Text block =>
::::

Terms & Conditions of Sale

Terms & Conditions of Sale


Interpretation

[Clause 1]

  1. In these conditions:
    • Company” shall mean McCartney Tiles Ltd. of Randalstown, Co. Antrim, NORTHERN IRELAND or any person acting on behalf of and with the authority of McCartney Tiles Ltd.
    • Buyer” shall mean the person or persons who accepts a quotation of the Seller for the sale of the Goods or whose order for the Goods is accepted by the Seller.
    • Goods” shall mean the goods (including any instalment of the goods or any parts for them) which the Seller is to supply in accordance with these Conditions and any goods supplied in substitution for or in replacement of or in addition to such goods.
    • Services” shall mean all services supplied by the Company to the Buyer and includes any advice or recommendations (and where the contest so permits shall include any supply of Goods as defined above)
    • Seller” shall mean McCartney Tiles Ltd. (registration number GB 252 9409 52).
    • Conditions” shall mean the standard terms and conditions of sale set out in this document and (unless the context otherwise requires) includes any special terms and conditions agreed between the Buyer and the Seller.
    • Contract” shall mean the contract for the purchase and sale of the Goods.
    • Writing” includes letter, email and comparable means of communication.
    • Price” shall mean the cost of Goods and/or Services as agreed between the Company and the Buyer to clause 4 of this Contract.

::::

Records supplied =>

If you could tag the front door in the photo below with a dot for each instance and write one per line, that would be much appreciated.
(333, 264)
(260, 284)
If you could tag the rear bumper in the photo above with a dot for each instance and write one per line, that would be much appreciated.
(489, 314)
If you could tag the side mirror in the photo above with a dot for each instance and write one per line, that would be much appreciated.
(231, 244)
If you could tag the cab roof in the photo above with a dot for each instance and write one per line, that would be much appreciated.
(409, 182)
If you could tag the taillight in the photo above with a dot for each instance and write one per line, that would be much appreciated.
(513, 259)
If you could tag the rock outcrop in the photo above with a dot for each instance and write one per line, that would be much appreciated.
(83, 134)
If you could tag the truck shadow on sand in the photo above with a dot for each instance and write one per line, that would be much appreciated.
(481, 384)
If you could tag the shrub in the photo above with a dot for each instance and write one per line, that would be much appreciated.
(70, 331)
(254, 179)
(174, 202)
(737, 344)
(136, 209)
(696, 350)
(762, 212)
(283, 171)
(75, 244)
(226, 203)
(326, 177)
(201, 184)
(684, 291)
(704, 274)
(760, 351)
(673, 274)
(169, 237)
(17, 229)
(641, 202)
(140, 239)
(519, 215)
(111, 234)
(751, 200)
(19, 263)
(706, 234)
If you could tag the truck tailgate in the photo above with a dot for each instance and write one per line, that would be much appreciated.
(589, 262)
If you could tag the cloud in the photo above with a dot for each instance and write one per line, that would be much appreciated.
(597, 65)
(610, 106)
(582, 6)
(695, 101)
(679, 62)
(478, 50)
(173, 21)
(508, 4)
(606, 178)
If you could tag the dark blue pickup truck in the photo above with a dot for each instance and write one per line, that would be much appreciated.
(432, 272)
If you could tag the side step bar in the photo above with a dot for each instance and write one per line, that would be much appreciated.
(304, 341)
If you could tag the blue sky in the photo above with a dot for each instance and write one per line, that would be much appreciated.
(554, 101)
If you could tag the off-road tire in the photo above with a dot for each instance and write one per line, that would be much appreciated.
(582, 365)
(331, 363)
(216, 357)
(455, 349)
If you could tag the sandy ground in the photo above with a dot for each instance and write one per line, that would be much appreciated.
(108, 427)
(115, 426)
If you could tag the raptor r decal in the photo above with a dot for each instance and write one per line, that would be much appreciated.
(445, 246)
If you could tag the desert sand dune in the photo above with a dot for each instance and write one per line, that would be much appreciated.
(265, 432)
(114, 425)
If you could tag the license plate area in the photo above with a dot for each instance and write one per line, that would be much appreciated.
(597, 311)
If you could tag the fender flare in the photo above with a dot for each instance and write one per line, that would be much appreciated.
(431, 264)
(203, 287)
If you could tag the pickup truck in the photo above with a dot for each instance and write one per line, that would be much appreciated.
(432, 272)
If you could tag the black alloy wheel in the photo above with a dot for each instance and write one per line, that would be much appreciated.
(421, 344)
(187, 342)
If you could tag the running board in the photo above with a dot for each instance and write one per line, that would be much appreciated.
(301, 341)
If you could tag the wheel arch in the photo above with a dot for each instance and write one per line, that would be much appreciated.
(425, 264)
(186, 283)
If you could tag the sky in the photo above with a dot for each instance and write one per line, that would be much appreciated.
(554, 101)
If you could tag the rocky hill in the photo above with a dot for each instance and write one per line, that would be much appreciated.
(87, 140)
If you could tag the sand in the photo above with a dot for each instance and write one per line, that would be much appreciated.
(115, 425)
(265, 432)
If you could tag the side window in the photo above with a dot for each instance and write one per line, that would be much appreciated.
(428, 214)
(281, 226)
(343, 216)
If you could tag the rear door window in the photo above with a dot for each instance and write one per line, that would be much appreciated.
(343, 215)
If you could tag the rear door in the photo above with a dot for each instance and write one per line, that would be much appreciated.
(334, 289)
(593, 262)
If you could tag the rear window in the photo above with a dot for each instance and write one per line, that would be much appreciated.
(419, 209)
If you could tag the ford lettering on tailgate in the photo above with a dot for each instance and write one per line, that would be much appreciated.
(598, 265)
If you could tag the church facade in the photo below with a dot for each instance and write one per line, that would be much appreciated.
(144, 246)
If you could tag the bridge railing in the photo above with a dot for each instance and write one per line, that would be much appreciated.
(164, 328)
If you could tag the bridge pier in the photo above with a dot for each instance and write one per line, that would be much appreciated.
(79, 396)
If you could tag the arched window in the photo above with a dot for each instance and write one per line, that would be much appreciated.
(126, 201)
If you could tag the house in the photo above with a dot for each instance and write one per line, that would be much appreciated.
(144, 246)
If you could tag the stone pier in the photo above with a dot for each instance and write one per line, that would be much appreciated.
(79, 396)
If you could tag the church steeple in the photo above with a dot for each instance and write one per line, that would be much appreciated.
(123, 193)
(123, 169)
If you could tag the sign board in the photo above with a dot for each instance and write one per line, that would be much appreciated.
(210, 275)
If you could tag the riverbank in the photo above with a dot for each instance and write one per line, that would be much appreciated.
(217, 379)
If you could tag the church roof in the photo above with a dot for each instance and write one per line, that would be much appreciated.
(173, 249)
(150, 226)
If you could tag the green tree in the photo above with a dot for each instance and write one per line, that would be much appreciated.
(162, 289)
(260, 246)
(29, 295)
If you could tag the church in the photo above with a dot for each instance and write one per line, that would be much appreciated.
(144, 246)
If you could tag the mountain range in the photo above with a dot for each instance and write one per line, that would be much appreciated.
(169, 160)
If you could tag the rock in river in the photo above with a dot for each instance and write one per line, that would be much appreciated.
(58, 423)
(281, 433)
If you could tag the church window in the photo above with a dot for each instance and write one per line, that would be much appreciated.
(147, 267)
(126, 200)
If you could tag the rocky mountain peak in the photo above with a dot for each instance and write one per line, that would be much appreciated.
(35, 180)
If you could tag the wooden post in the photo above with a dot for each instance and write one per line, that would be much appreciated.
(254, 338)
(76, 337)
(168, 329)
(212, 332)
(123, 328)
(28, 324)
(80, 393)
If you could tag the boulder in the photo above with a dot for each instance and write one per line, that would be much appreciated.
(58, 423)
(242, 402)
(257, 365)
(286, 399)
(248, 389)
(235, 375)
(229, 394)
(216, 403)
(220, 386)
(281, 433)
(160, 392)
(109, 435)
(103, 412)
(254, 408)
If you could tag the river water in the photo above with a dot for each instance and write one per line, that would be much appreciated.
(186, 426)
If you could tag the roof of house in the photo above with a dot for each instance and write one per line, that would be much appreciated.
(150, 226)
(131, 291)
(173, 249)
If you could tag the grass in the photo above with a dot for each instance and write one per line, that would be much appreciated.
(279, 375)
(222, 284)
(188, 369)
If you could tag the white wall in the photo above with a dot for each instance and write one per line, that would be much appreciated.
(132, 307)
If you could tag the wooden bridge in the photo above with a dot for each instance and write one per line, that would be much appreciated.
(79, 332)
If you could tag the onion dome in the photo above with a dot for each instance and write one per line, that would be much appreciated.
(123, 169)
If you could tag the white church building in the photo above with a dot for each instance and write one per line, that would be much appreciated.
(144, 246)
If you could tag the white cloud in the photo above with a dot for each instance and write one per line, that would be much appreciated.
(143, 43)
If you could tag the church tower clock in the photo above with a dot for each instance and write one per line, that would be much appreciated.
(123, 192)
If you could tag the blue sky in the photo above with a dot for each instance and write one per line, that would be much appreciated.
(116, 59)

::::

Short exercise => From the terms and conditions of sale, list every defined term whose definition uses the words "shall mean".

Expected answer => Company, Buyer, Goods, Services, Seller, Conditions, Contract, Price